**Record set**
%%

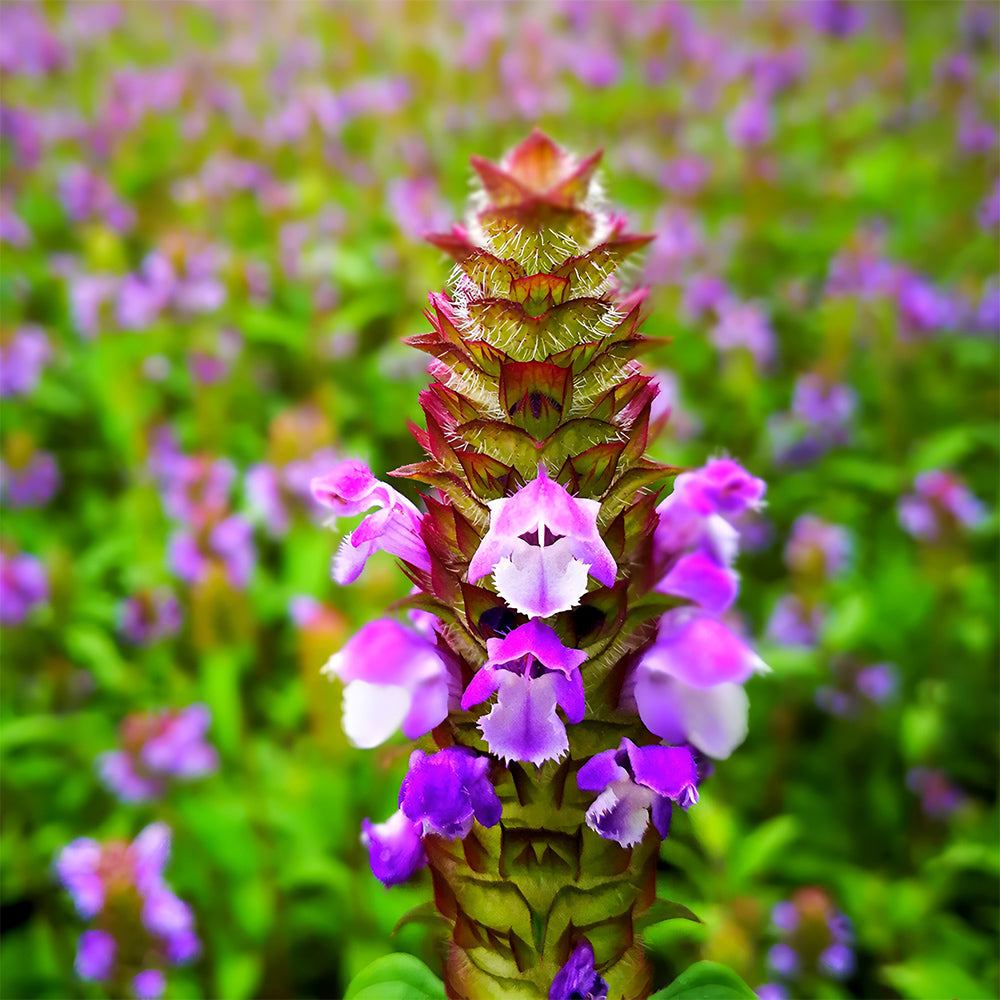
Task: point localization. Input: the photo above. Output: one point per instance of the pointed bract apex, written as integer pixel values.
(537, 170)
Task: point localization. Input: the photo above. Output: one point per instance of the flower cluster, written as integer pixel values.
(139, 925)
(815, 943)
(939, 507)
(157, 747)
(567, 647)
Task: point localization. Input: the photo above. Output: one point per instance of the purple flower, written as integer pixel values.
(837, 961)
(144, 295)
(878, 682)
(149, 984)
(230, 542)
(95, 955)
(23, 585)
(149, 616)
(785, 916)
(157, 746)
(939, 797)
(578, 978)
(783, 960)
(32, 484)
(195, 488)
(264, 494)
(922, 307)
(117, 770)
(826, 407)
(541, 545)
(444, 792)
(22, 359)
(939, 504)
(792, 624)
(395, 848)
(817, 548)
(634, 782)
(771, 991)
(745, 325)
(838, 18)
(394, 679)
(688, 685)
(350, 489)
(533, 673)
(988, 213)
(77, 867)
(751, 123)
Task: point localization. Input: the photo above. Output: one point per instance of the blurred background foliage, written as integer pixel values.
(211, 212)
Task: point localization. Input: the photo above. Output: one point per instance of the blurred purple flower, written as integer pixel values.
(817, 548)
(32, 484)
(939, 797)
(939, 504)
(23, 586)
(22, 359)
(27, 46)
(149, 616)
(791, 624)
(751, 122)
(745, 325)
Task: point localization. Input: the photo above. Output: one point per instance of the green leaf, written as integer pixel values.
(665, 909)
(425, 913)
(395, 977)
(706, 981)
(933, 977)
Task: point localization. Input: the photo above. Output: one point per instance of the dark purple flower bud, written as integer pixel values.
(23, 586)
(444, 792)
(634, 782)
(22, 359)
(95, 955)
(578, 979)
(395, 848)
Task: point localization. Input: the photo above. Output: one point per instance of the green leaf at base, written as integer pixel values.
(706, 981)
(396, 977)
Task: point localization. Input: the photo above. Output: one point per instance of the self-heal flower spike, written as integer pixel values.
(541, 552)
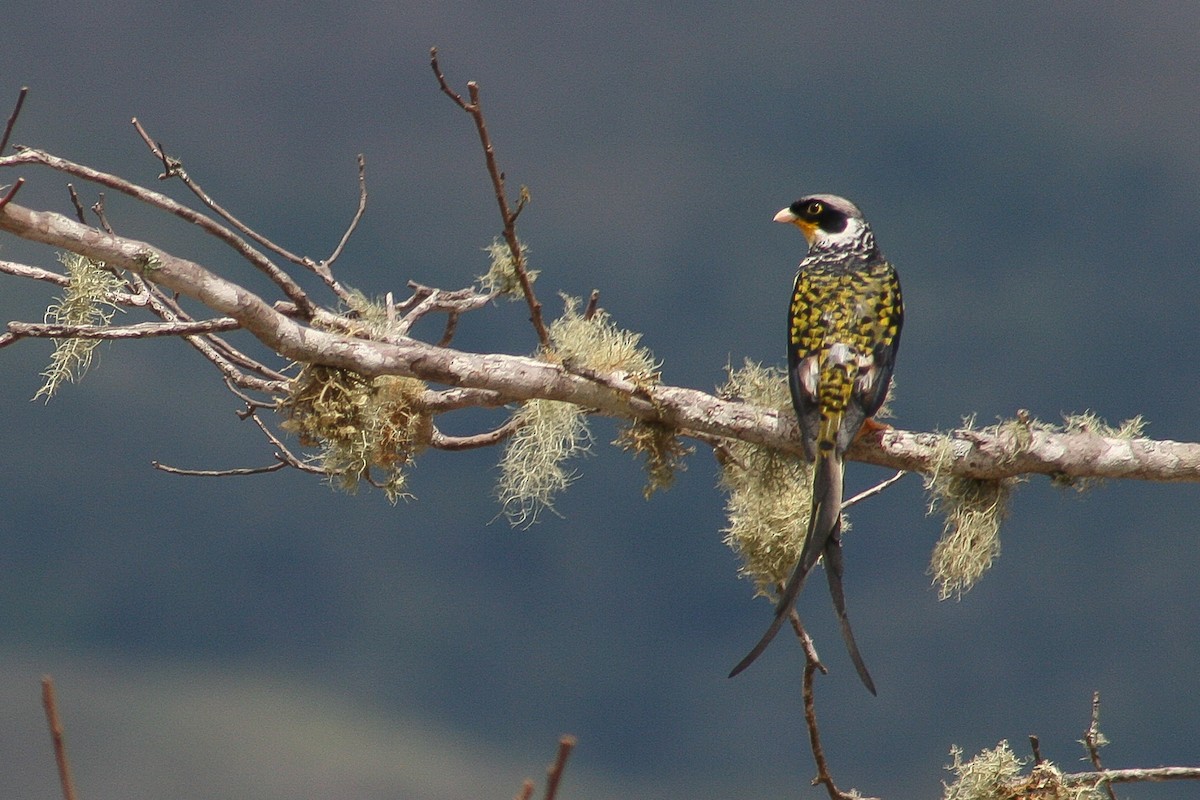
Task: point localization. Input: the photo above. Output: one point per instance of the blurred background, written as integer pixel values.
(1032, 172)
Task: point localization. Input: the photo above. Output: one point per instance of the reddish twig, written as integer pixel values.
(60, 749)
(358, 214)
(555, 774)
(508, 214)
(12, 119)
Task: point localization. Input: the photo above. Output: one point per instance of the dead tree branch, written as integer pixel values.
(981, 455)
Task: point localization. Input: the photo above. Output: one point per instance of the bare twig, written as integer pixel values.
(12, 192)
(12, 119)
(34, 272)
(1151, 775)
(508, 215)
(60, 749)
(555, 774)
(219, 473)
(593, 305)
(875, 489)
(174, 168)
(358, 214)
(81, 215)
(291, 288)
(97, 208)
(1093, 740)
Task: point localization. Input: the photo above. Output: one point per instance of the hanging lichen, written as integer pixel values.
(533, 469)
(87, 300)
(768, 492)
(367, 429)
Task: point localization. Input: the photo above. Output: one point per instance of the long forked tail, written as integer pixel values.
(823, 523)
(833, 573)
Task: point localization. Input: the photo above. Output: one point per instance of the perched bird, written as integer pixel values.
(843, 332)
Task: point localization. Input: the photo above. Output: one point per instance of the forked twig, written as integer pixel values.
(157, 199)
(174, 168)
(60, 749)
(507, 212)
(555, 774)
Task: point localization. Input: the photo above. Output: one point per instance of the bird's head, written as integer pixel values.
(826, 220)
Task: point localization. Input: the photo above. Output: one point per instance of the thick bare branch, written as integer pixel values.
(507, 378)
(137, 331)
(159, 200)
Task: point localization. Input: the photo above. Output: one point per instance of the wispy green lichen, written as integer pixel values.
(367, 429)
(502, 276)
(973, 511)
(996, 775)
(533, 468)
(1090, 422)
(769, 493)
(663, 450)
(85, 301)
(595, 343)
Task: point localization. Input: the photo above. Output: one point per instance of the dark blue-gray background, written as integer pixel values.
(1032, 170)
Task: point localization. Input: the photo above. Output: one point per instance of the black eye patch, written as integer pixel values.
(826, 218)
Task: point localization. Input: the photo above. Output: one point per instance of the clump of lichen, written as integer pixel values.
(367, 317)
(975, 509)
(533, 469)
(769, 493)
(367, 428)
(87, 300)
(660, 446)
(502, 276)
(996, 775)
(595, 343)
(972, 510)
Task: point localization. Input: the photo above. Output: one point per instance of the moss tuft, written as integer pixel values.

%%

Reproduce all of the lines above word for word, leaving out the pictures.

**Result of this task**
Task: point localization. Input: the photo above. Output: one point per instance of the pointed bract apex, written as integer pixel values.
(537, 170)
Task: point localization. Input: the photo above. Output: one point per instance of the flower cluster, written as integer pixel values.
(139, 925)
(815, 943)
(939, 507)
(157, 747)
(567, 647)
Task: point localization. Input: the photo above. Output: one point per instance of the purple flower, written as integer pixel values.
(837, 961)
(144, 295)
(878, 682)
(149, 984)
(230, 542)
(95, 955)
(23, 585)
(149, 616)
(785, 916)
(157, 746)
(939, 797)
(578, 978)
(783, 960)
(32, 484)
(195, 488)
(264, 494)
(922, 307)
(117, 770)
(826, 407)
(541, 545)
(444, 792)
(22, 359)
(939, 504)
(792, 624)
(395, 848)
(817, 548)
(634, 782)
(771, 991)
(745, 325)
(838, 18)
(394, 679)
(688, 685)
(350, 489)
(533, 673)
(988, 213)
(77, 867)
(751, 123)
Task: point localization. Input: the photo above. Output: one point per instance of the blurred background foliage, written as integer pixel values.
(211, 212)
Task: point localization. Input: the photo above. Output: one point per instance of the blurred purple flower, written as integer pixel values.
(817, 548)
(32, 484)
(939, 797)
(939, 504)
(23, 586)
(22, 359)
(27, 46)
(149, 616)
(791, 624)
(751, 122)
(745, 325)
Task: point localization. Input: the photo above. Output: one point per instance of the green leaf, written as integer pixel values.
(665, 909)
(425, 913)
(395, 977)
(706, 981)
(933, 977)
Task: point localization. Input: the photo above. Output: one point per instance of the dark purple flower bud, written as integer pixel values.
(23, 586)
(444, 792)
(634, 782)
(22, 359)
(95, 955)
(578, 979)
(395, 848)
Task: point localization. Input: the photo above. Output: one point per instance of the green leaf at base, written as integer pixel values.
(706, 981)
(396, 977)
Task: point localization. Input: the photo above. Output: one point per instance of the self-heal flower spike, written as integer pixel values.
(541, 552)
Task: point localization. Input: the photo above. Output: one point per instance of the blurred background, written as integer pixel values.
(1032, 172)
Task: point localization. Input: the photo above. Output: one point per instance of the reddish twig, written as integer pixel values.
(60, 749)
(358, 214)
(555, 774)
(508, 214)
(12, 119)
Task: point localization. Input: the photo above. Output: one point per instance of the dead tree branch, written as integer pixel values.
(981, 455)
Task: point localization. Input: the photo above. Output: one point per instance of the bare twig, written as integer pixel values.
(12, 192)
(12, 119)
(34, 272)
(1151, 775)
(508, 215)
(60, 749)
(555, 774)
(219, 473)
(593, 305)
(875, 489)
(174, 168)
(358, 214)
(81, 215)
(291, 288)
(97, 208)
(1093, 740)
Task: point localization. Input: the photo above. Output: one point per instance of the hanging lichen, written as integer pixel values.
(533, 469)
(87, 300)
(768, 492)
(367, 429)
Task: point localization. Input: the photo above. Output: one point per instance of the long forked tail, written as integer pixel values.
(823, 523)
(833, 573)
Task: point localization. Input: the photo above. Output: one point per instance of the perched bird, written as integer pixel values.
(843, 332)
Task: point localization. Input: the photo above. Output: one point per instance of the forked twig, written as integer pixel values.
(157, 199)
(174, 168)
(60, 749)
(507, 212)
(555, 774)
Task: point localization. Input: the photo above. Output: one point per instance of the bird's head, written as integer pixel values.
(826, 220)
Task: point localization. Input: the photo above. Output: one point per instance of the thick bare branch, written as integer pixel values.
(507, 378)
(137, 331)
(159, 200)
Task: point localization. Input: the photo above. Output: one point per instance of the wispy green lichen, written as integer pixel values.
(367, 429)
(502, 276)
(973, 511)
(996, 775)
(533, 468)
(1090, 422)
(769, 493)
(663, 450)
(85, 301)
(595, 343)
Task: point localization. Input: the photo above. Output: one point per instance of the dark blue-gray background, written as integer pixel values.
(1032, 170)
Task: point localization. Input: the photo above. Output: one point per instance of the black eye patch, written as integer pixel values.
(826, 218)
Task: point localization. Input: the photo above. Output: one point per instance of the clump of lichen, written as integer pixel values.
(367, 317)
(975, 509)
(533, 469)
(769, 493)
(367, 428)
(87, 300)
(660, 446)
(502, 276)
(996, 775)
(595, 343)
(972, 510)
Task: point localization. Input: the photo above. Output: one point per instance of the moss tuft, written as integer pixel values.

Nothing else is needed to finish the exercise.